◆ Task details:
Everything in the entries below must be reproduced exactly, except the images.

◆ Raw data:
··········

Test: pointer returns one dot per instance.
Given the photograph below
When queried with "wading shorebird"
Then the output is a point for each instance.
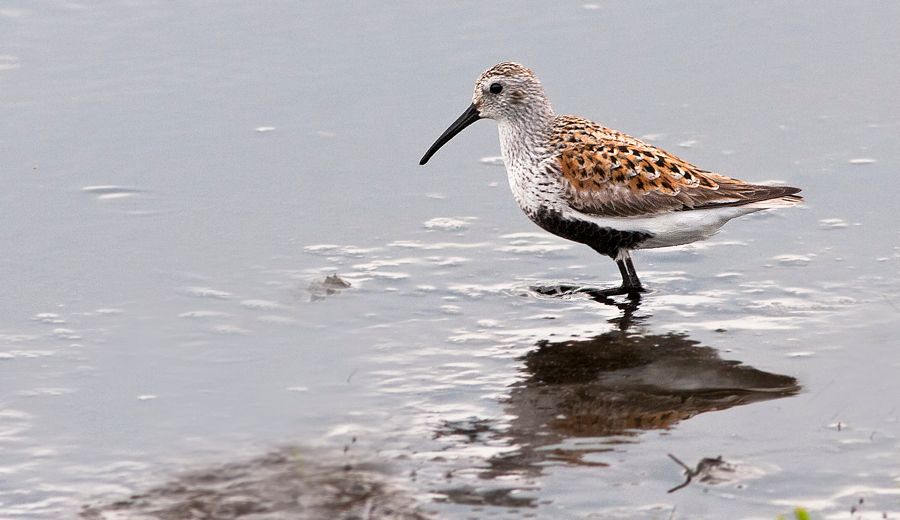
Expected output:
(599, 187)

··········

◆ Response to the exercise:
Test: pointer returns one dot per instance.
Given the photograph below
When queried with "wading shorebird"
Then the output is a point for each instance.
Expected output:
(599, 187)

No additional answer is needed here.